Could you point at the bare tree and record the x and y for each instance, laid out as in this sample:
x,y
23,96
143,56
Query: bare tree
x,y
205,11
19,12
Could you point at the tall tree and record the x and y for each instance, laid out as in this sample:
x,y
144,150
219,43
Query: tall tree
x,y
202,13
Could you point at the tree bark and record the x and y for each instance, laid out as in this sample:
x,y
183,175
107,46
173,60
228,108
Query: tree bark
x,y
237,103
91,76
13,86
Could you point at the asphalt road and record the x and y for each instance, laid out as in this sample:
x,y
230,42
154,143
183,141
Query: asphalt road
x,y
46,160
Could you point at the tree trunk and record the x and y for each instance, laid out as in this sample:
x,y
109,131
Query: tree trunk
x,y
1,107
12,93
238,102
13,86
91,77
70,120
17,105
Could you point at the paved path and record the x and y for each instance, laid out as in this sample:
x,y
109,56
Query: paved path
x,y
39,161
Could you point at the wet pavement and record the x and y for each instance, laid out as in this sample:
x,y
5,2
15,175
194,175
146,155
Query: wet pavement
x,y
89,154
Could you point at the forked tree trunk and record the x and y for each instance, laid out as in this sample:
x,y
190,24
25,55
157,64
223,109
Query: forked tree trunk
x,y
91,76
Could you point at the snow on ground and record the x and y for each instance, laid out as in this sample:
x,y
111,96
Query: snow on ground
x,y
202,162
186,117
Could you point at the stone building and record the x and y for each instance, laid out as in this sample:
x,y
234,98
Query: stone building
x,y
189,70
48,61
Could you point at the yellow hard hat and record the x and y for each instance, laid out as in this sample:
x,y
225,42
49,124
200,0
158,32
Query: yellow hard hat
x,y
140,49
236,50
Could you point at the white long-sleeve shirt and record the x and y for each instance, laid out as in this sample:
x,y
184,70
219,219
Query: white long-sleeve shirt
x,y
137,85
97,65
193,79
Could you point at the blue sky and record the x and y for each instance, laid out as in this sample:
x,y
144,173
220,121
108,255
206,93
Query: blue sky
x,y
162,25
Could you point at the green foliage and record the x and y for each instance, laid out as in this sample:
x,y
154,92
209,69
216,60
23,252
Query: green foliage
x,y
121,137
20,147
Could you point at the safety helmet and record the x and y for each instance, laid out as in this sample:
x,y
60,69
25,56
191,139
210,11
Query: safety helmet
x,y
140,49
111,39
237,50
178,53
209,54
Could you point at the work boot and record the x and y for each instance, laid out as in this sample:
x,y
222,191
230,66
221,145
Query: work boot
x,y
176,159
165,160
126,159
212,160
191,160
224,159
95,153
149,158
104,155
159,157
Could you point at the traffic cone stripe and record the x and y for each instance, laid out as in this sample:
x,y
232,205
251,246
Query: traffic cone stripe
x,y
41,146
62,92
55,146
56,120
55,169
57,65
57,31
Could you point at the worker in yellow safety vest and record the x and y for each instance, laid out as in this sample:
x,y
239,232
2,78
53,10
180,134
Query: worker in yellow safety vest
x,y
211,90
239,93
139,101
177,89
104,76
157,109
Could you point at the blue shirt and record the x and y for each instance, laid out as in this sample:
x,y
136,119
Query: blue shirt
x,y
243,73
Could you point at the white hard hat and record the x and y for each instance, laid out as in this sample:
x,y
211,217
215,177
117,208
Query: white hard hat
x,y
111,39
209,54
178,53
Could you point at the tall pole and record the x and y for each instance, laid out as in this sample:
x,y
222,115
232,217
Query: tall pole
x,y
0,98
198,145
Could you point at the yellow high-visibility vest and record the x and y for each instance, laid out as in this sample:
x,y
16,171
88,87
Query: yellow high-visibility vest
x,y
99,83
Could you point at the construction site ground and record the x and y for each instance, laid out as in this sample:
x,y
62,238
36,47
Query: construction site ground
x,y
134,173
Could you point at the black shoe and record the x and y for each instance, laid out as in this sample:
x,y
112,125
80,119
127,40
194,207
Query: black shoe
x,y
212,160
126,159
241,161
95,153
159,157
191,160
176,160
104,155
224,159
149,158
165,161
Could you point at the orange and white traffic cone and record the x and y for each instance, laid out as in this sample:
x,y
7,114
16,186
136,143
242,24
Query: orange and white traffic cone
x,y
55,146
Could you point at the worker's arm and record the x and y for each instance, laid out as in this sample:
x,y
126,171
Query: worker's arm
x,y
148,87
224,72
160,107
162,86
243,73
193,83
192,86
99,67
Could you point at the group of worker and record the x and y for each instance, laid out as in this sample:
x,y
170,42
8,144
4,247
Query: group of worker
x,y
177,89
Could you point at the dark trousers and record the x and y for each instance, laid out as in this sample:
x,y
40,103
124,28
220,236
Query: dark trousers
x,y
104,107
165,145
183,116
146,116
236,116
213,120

· · ·

What is needed — Write the listing out again in full, exactly as it stands above.

Expected output —
Could you point at the bare tree and record the x and y for each instance, laid out as in this sample:
x,y
23,96
143,56
Query: bare tree
x,y
205,11
19,12
Could you point at the tall tree and record the x and y for each instance, laid out as in this sample:
x,y
144,150
219,43
Query: tall tree
x,y
202,13
Could you point at the tree bark and record the x and y for each instance, laid out as in this sample:
x,y
183,175
107,46
173,60
228,108
Query: tree bark
x,y
237,103
91,76
13,86
Could you point at the asphalt road and record the x and y for each instance, laid out as in this sample:
x,y
230,42
154,143
183,141
Query: asphalt road
x,y
46,160
Could you point at the tree trunk and record the x and y for each instance, laid out as in this sample:
x,y
109,131
Query: tree trunk
x,y
1,107
12,93
238,102
13,86
91,77
70,120
17,105
Could you point at the paved path and record the x and y for each instance, laid out as in this sample:
x,y
109,56
Query: paved path
x,y
39,161
Could you point at the wet pavement and record the x and y for each instance, laid out as in this sample:
x,y
5,2
15,175
194,175
146,155
Query: wet pavement
x,y
89,154
Could you point at the forked tree trunk and record the x and y for each instance, laid out as in this sample:
x,y
190,24
25,55
157,64
223,109
Query: forked tree trunk
x,y
91,76
Could you point at the snow on ground and record the x and y for each instance, laid out as in this sample:
x,y
111,96
Query: snow on ground
x,y
202,162
186,117
Could you point at the stone building and record the x and y for each instance, laid out as in this sample:
x,y
234,98
Query: stone building
x,y
189,70
48,61
Could you point at the yellow hard hat and record the x and y for each instance, laid out as in this sample:
x,y
225,42
49,124
200,0
158,32
Query: yellow hard hat
x,y
140,49
236,50
Could you point at the white long-sleeve shirt and record the x and y for each instance, laid out as in this sample:
x,y
184,70
219,219
Query: white long-sleeve shirt
x,y
137,85
97,65
193,79
Could you point at the blue sky and record the x and y for each instance, laid out as in this sample:
x,y
144,173
220,121
108,255
206,93
Query: blue sky
x,y
162,25
Could you point at the green foliage and record the x and y for each instance, laid out as in this sample:
x,y
154,92
209,69
216,60
23,252
Query: green foliage
x,y
121,137
20,147
Could you point at the safety helmet and record the x and y for each instance, laid out as in this sample:
x,y
60,69
25,56
191,139
210,11
Query: safety helmet
x,y
140,49
111,39
237,50
178,53
209,54
Could you point at the work boot and record the x and y for each instance, laid out as in this sample:
x,y
222,191
230,66
221,145
Query: work boot
x,y
176,159
165,160
126,159
212,160
191,160
224,159
95,153
149,158
104,155
159,157
Could you point at the traffic cone stripe and record the x and y for each instance, laid out as in this sample:
x,y
232,205
251,246
Query: traffic cone stripe
x,y
41,146
62,92
55,146
56,120
55,169
57,65
57,31
Could you point at the worker in yellow safety vest and record the x and y for each instance, laid out as in this sample:
x,y
239,232
2,78
53,10
180,134
Query: worker in yellow safety vest
x,y
211,90
239,93
139,101
177,89
104,76
157,109
Could you point at the blue shirt and record the x and y for each instance, laid out as in this sample:
x,y
136,119
Query: blue shirt
x,y
243,73
Could you point at the white hard hat and record the x and y for each instance, laid out as in this sample:
x,y
211,217
215,177
117,208
Query: white hard hat
x,y
111,39
209,54
178,53
Could you point at the tall pole and record the x and y for each instance, laid out as in this sample:
x,y
222,115
232,217
Query: tall pole
x,y
0,98
198,145
Could you point at the yellow high-visibility vest and record the x and y for each instance, laid out as in this sample:
x,y
16,171
88,87
Query: yellow high-visibility vest
x,y
99,83
Could you point at the construction site ground and record the x and y for each instance, laid out as in this sample:
x,y
62,238
36,47
Query: construction site ground
x,y
134,173
Could you point at the black shoe and record the x and y for each instance, laid out as in this sample:
x,y
112,125
80,119
127,40
194,207
Query: black shoe
x,y
212,160
126,159
241,161
95,153
159,157
191,160
176,160
104,155
224,159
149,158
165,161
Could you point at the orange and white traffic cone and record the x and y for each instance, laid out as in this sample:
x,y
7,114
16,186
136,143
242,24
Query: orange and white traffic cone
x,y
55,146
Could you point at the worker's arm and record the x and y for each instance, laid out as in this sample:
x,y
126,171
Query: worker's arm
x,y
148,87
224,72
160,107
162,86
243,73
193,83
192,86
99,67
Could you point at the group of worker and record the x and y for each instance, laid out as in this sample:
x,y
170,42
8,144
4,247
Query: group of worker
x,y
177,89
Could you point at the dark trousers and record the x and y for each instance, laid out as in this sample:
x,y
40,103
124,28
220,236
Query: dark trousers
x,y
104,107
165,145
183,116
146,116
236,116
213,120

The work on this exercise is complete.